TASK GOAL: Pull out every line of the data below that contains the word "window", matching case exactly.

AVAILABLE DATA:
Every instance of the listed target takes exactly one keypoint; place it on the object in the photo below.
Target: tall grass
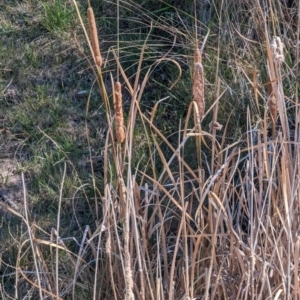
(227, 228)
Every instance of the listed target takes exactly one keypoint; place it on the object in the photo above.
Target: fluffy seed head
(119, 113)
(94, 37)
(198, 83)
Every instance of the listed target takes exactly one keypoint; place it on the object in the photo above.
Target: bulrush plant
(167, 227)
(225, 231)
(198, 83)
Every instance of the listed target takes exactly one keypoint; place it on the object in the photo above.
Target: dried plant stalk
(273, 108)
(198, 83)
(119, 113)
(94, 37)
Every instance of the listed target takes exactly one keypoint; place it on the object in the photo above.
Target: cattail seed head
(198, 83)
(277, 49)
(94, 37)
(119, 113)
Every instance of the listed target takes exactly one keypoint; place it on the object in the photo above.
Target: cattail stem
(198, 83)
(94, 37)
(119, 113)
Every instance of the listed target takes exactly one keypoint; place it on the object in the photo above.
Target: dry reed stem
(198, 83)
(94, 37)
(119, 113)
(273, 108)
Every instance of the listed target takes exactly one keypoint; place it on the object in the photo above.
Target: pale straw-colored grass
(94, 37)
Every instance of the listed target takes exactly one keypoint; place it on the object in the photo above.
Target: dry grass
(226, 229)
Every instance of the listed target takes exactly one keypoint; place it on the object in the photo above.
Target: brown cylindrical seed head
(198, 83)
(94, 37)
(119, 113)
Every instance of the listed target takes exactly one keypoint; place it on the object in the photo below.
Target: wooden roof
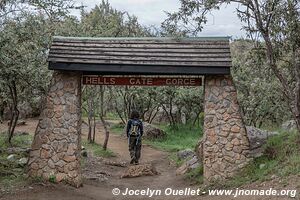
(170, 56)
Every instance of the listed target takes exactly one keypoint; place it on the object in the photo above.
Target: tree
(25, 37)
(276, 22)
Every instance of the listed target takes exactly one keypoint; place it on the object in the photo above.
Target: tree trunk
(106, 133)
(15, 111)
(94, 129)
(102, 118)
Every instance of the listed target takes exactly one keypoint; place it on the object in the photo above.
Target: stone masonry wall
(225, 142)
(56, 147)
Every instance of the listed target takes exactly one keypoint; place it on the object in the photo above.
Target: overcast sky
(223, 22)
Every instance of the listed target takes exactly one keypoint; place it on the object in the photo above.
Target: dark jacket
(140, 124)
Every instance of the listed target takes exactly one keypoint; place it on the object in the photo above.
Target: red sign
(141, 81)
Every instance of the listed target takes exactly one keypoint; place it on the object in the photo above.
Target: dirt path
(102, 189)
(95, 189)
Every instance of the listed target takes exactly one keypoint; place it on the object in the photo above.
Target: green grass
(281, 158)
(196, 175)
(12, 175)
(179, 138)
(98, 150)
(118, 128)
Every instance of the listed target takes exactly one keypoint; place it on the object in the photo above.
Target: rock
(19, 123)
(18, 150)
(114, 163)
(152, 132)
(289, 125)
(188, 166)
(84, 153)
(184, 154)
(23, 161)
(11, 157)
(20, 133)
(261, 166)
(257, 139)
(140, 170)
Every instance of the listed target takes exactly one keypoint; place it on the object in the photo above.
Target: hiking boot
(132, 161)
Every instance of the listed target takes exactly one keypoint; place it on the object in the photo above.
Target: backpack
(135, 128)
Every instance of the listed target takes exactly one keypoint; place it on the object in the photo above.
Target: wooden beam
(116, 69)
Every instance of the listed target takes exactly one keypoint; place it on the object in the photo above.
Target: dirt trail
(102, 190)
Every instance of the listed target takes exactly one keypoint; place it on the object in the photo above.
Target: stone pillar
(55, 150)
(225, 141)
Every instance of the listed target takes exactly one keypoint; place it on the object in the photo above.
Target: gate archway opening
(138, 61)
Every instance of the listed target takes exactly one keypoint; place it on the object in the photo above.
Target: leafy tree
(276, 22)
(24, 42)
(259, 93)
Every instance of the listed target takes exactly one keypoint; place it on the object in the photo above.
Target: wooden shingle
(195, 56)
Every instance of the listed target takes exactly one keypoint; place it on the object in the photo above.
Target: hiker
(134, 134)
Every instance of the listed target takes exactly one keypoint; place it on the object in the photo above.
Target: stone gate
(57, 143)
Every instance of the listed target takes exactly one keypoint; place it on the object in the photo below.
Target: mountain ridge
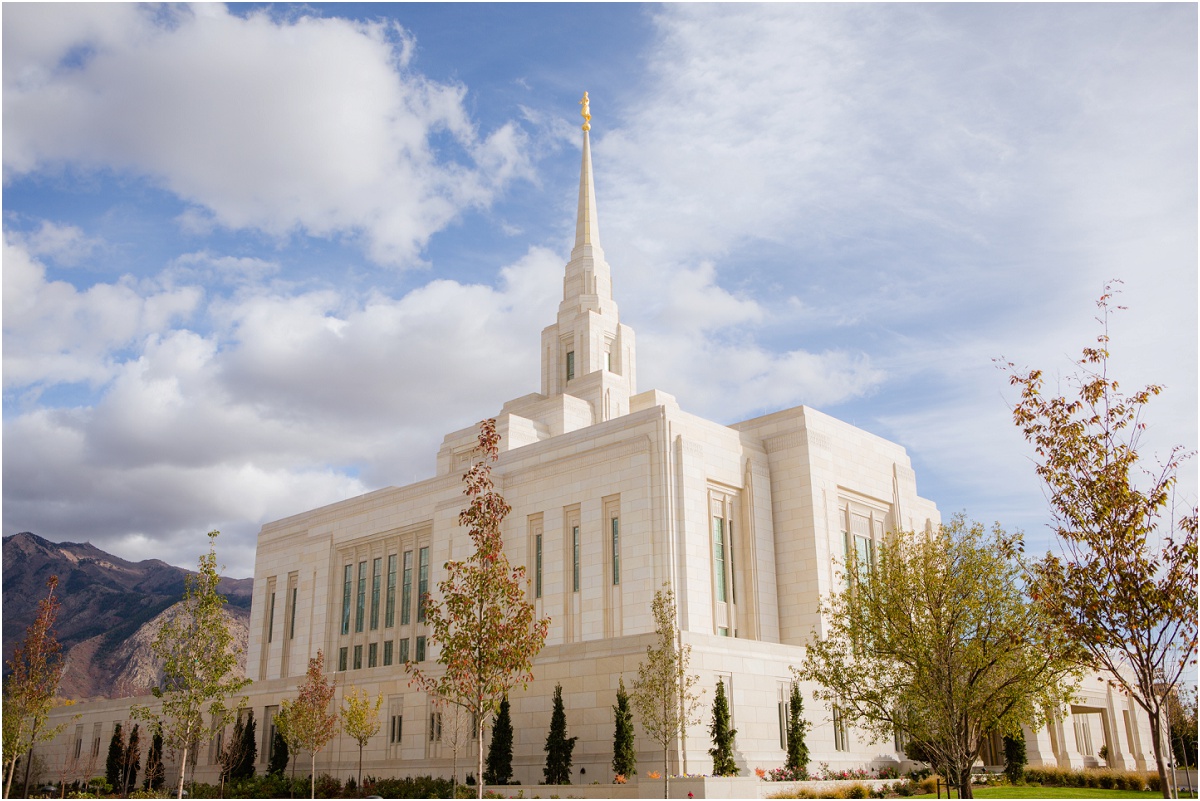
(111, 610)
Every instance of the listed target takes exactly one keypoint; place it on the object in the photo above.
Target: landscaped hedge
(1102, 778)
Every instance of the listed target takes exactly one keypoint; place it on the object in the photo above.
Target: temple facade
(615, 493)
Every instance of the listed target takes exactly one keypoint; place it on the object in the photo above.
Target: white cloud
(55, 333)
(292, 401)
(301, 125)
(65, 245)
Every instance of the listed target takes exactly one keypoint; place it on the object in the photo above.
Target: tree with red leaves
(310, 724)
(489, 633)
(1125, 586)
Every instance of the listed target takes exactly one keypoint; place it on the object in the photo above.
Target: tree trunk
(183, 775)
(12, 771)
(666, 774)
(479, 762)
(29, 765)
(1156, 732)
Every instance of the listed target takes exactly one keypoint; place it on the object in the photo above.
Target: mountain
(111, 610)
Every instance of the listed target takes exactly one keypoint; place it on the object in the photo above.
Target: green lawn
(1057, 793)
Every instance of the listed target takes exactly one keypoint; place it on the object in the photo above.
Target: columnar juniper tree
(29, 691)
(114, 766)
(279, 760)
(155, 775)
(723, 735)
(937, 638)
(624, 754)
(249, 751)
(499, 752)
(310, 724)
(132, 762)
(797, 727)
(558, 746)
(199, 666)
(1125, 586)
(487, 631)
(665, 693)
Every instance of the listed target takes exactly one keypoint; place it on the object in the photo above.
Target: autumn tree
(456, 732)
(486, 630)
(499, 751)
(939, 639)
(558, 746)
(1123, 584)
(797, 728)
(723, 735)
(199, 666)
(624, 754)
(665, 694)
(33, 682)
(309, 722)
(360, 720)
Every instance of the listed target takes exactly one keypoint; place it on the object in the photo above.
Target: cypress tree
(156, 774)
(558, 746)
(279, 762)
(797, 727)
(1015, 757)
(114, 766)
(723, 735)
(131, 762)
(499, 752)
(247, 750)
(624, 756)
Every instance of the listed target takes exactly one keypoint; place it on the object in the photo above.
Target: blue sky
(262, 258)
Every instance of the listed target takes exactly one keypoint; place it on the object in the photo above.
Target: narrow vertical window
(616, 552)
(840, 739)
(360, 602)
(729, 553)
(423, 584)
(406, 595)
(346, 600)
(292, 620)
(719, 558)
(538, 566)
(575, 559)
(389, 616)
(376, 580)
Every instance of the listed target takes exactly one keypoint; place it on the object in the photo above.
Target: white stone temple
(615, 492)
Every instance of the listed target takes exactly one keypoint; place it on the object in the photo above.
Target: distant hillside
(111, 609)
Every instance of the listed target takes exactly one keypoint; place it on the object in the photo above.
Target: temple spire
(587, 224)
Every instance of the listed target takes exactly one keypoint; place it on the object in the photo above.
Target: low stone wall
(702, 787)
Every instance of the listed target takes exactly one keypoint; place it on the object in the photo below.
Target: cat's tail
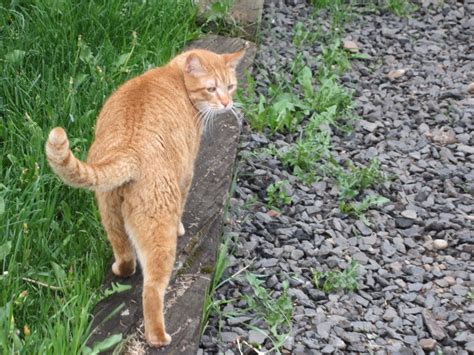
(98, 177)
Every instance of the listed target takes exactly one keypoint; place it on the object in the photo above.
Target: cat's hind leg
(155, 240)
(111, 216)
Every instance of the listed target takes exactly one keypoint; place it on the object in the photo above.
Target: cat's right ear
(193, 65)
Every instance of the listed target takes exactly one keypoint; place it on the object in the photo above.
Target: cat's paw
(124, 268)
(181, 229)
(156, 341)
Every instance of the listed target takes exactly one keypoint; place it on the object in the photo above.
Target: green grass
(354, 180)
(277, 195)
(59, 60)
(336, 280)
(275, 311)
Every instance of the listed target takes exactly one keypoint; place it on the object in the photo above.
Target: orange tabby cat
(141, 165)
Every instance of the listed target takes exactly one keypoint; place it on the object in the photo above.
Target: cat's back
(150, 105)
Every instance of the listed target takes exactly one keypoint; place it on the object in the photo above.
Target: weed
(304, 154)
(357, 209)
(274, 311)
(302, 36)
(277, 194)
(353, 182)
(334, 59)
(334, 281)
(330, 94)
(400, 7)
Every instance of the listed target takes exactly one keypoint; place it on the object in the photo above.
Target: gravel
(415, 286)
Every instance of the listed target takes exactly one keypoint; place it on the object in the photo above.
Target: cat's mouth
(207, 112)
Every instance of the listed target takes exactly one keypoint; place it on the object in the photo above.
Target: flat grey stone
(257, 337)
(435, 330)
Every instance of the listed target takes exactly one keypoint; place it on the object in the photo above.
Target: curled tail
(102, 177)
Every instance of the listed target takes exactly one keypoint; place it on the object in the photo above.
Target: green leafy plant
(357, 209)
(336, 280)
(334, 59)
(329, 94)
(355, 180)
(302, 36)
(400, 7)
(277, 194)
(276, 312)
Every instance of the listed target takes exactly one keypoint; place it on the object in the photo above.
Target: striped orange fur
(140, 164)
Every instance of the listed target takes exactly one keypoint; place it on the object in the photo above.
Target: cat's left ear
(233, 59)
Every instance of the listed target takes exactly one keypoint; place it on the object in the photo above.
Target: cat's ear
(233, 59)
(193, 65)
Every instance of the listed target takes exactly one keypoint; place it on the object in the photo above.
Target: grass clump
(336, 280)
(357, 209)
(275, 312)
(352, 182)
(57, 67)
(355, 180)
(277, 194)
(401, 8)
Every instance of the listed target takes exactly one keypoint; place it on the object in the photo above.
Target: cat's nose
(225, 101)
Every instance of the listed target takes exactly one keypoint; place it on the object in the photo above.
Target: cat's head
(211, 80)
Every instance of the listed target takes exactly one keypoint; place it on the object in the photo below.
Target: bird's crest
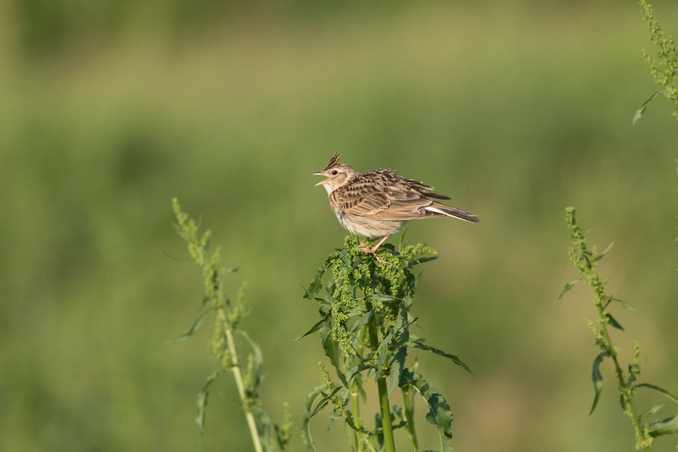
(334, 161)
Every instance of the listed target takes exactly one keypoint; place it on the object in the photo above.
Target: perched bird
(378, 203)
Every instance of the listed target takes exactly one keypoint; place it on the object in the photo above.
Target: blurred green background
(516, 109)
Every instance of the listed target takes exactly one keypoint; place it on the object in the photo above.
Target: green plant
(365, 332)
(586, 260)
(664, 67)
(266, 436)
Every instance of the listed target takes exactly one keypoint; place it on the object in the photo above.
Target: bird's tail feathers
(453, 212)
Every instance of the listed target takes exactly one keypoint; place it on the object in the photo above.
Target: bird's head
(337, 175)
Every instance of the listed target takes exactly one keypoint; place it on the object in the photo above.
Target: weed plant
(586, 260)
(266, 436)
(663, 68)
(365, 332)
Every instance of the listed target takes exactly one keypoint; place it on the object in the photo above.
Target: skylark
(378, 203)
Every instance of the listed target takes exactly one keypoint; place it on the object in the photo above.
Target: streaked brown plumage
(378, 203)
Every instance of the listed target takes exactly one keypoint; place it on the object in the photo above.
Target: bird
(378, 203)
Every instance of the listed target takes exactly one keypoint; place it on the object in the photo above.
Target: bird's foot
(373, 252)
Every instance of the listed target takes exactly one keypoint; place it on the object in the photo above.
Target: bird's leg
(373, 250)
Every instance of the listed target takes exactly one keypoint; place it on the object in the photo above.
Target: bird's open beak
(319, 174)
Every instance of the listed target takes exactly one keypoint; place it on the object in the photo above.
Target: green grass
(515, 112)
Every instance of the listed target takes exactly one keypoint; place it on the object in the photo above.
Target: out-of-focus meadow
(515, 109)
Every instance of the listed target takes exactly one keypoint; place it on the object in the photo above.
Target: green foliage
(266, 436)
(586, 260)
(366, 298)
(664, 67)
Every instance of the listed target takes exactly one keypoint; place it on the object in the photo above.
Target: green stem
(409, 417)
(626, 392)
(389, 444)
(235, 368)
(355, 395)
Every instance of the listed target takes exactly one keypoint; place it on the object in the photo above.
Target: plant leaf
(641, 110)
(657, 388)
(439, 413)
(600, 256)
(306, 417)
(666, 426)
(315, 327)
(398, 362)
(568, 286)
(623, 303)
(613, 322)
(332, 350)
(195, 327)
(202, 401)
(597, 379)
(456, 360)
(652, 410)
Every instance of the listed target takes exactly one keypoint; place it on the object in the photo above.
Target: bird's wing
(384, 203)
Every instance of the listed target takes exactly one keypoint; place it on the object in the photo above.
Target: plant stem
(389, 444)
(235, 368)
(355, 394)
(409, 417)
(626, 391)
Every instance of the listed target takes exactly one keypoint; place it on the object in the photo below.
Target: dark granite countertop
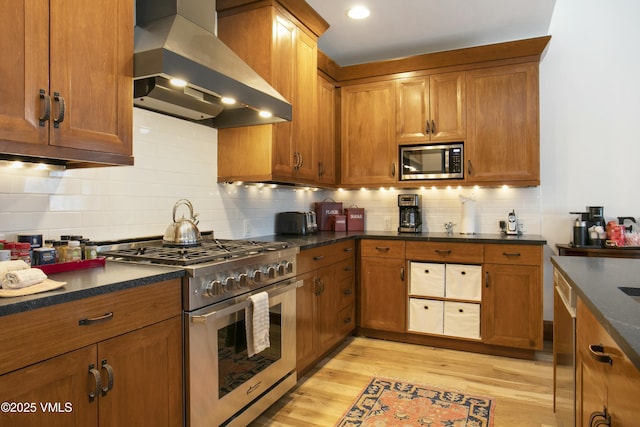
(596, 282)
(328, 237)
(114, 276)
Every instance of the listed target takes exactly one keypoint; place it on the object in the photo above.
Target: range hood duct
(176, 39)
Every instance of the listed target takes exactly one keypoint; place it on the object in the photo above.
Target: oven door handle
(217, 314)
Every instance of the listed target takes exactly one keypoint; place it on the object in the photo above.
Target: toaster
(300, 223)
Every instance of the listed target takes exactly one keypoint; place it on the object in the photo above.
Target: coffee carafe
(410, 214)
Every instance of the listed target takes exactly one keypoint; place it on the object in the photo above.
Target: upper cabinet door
(91, 45)
(24, 67)
(431, 108)
(503, 144)
(369, 149)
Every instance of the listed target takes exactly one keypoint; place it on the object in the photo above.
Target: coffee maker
(410, 215)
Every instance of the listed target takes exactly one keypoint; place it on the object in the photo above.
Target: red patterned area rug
(387, 402)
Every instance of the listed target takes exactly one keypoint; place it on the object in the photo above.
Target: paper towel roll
(468, 217)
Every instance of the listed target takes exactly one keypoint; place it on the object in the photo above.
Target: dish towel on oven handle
(257, 323)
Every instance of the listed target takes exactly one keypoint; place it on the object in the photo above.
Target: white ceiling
(399, 28)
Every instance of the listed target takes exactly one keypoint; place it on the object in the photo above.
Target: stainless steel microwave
(441, 161)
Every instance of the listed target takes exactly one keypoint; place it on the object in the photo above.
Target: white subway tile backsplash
(175, 159)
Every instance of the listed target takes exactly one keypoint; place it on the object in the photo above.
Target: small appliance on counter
(410, 213)
(589, 228)
(300, 223)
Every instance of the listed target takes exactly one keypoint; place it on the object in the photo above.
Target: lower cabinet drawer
(426, 316)
(462, 319)
(464, 282)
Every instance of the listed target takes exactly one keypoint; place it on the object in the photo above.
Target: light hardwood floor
(522, 389)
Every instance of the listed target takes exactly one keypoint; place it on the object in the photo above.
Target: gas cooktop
(210, 251)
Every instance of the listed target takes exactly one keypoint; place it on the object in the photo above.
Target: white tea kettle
(183, 233)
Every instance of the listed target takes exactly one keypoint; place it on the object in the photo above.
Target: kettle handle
(183, 202)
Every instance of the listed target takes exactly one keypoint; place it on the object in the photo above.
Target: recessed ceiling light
(358, 12)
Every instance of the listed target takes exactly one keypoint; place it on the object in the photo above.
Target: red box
(324, 211)
(355, 219)
(339, 222)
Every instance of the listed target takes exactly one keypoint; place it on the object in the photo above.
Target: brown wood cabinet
(503, 136)
(326, 131)
(325, 302)
(512, 296)
(67, 82)
(383, 290)
(606, 380)
(431, 108)
(284, 52)
(125, 369)
(369, 150)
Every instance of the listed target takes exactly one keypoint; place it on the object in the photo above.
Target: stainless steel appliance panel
(221, 378)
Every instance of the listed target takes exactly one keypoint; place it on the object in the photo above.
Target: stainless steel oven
(223, 384)
(222, 378)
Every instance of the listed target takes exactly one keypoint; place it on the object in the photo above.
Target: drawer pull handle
(443, 252)
(97, 381)
(597, 353)
(94, 320)
(109, 370)
(511, 254)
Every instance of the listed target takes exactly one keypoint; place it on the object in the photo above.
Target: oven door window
(235, 367)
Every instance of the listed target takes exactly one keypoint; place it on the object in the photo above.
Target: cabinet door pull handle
(596, 351)
(61, 109)
(606, 418)
(96, 380)
(511, 254)
(109, 370)
(94, 320)
(46, 100)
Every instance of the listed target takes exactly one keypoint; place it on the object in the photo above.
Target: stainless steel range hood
(175, 39)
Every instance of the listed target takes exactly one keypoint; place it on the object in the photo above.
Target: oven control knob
(288, 266)
(256, 276)
(213, 288)
(229, 284)
(242, 281)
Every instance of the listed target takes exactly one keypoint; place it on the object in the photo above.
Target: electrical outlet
(387, 223)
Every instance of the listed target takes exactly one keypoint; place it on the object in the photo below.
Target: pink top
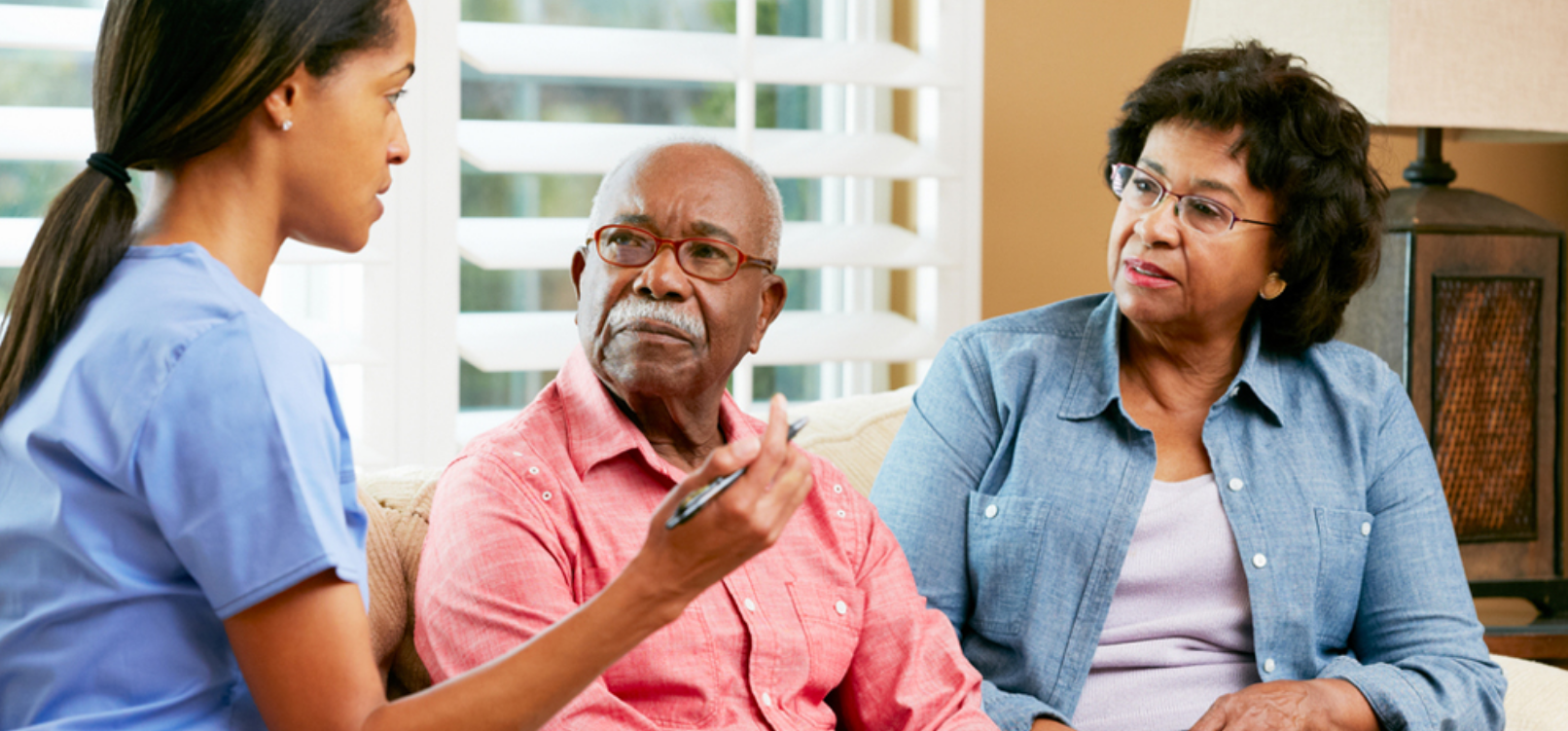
(538, 515)
(1180, 631)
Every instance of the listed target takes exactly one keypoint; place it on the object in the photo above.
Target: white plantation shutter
(387, 318)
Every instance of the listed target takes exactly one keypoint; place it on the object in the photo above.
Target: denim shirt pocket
(1342, 551)
(1006, 541)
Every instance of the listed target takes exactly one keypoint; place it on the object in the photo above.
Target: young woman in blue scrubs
(179, 538)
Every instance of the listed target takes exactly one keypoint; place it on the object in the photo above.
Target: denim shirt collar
(1096, 375)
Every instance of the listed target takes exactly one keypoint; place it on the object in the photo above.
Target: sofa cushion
(855, 431)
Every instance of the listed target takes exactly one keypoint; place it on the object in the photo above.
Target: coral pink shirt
(538, 515)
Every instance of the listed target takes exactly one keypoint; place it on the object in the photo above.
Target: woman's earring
(1272, 287)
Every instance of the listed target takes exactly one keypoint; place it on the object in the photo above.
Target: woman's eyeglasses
(1204, 215)
(707, 259)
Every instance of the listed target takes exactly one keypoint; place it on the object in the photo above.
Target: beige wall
(1055, 76)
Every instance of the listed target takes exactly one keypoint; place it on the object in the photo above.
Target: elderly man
(824, 631)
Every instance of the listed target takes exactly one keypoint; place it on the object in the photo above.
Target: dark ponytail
(173, 79)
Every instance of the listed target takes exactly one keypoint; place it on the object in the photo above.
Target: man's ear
(281, 104)
(579, 264)
(773, 295)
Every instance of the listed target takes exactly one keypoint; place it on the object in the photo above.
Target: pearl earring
(1272, 287)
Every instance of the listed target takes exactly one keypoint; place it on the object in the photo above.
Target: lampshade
(1493, 69)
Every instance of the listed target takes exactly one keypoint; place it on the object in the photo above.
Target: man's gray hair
(775, 215)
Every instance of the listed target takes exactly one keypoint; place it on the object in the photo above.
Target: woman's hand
(1291, 707)
(732, 528)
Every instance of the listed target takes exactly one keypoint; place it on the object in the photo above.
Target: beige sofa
(855, 433)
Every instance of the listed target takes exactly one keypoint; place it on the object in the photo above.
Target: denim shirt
(1017, 477)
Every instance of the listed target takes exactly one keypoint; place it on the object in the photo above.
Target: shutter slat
(578, 148)
(49, 28)
(561, 51)
(53, 133)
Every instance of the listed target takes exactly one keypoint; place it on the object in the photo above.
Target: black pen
(695, 500)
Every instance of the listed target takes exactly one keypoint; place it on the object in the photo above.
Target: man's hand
(1291, 707)
(737, 525)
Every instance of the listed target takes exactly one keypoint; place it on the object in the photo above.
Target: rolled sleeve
(1016, 711)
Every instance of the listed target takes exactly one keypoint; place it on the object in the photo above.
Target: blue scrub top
(181, 458)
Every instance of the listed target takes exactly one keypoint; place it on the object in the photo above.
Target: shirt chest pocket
(830, 617)
(1006, 540)
(1342, 538)
(671, 678)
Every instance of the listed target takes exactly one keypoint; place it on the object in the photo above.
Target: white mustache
(635, 308)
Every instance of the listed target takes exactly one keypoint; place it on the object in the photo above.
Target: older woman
(1181, 504)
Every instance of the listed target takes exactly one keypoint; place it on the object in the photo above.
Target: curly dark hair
(1306, 146)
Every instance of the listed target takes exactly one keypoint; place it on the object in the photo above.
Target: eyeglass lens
(1142, 190)
(701, 258)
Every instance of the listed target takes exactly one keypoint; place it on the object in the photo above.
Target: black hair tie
(109, 166)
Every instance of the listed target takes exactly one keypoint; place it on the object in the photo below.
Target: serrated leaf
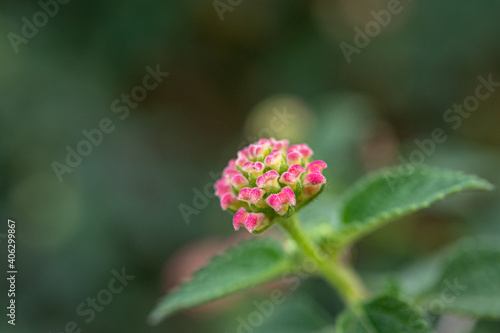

SOLUTION TO THE EXERCISE:
Target: narrow vertical window
Target: oven door window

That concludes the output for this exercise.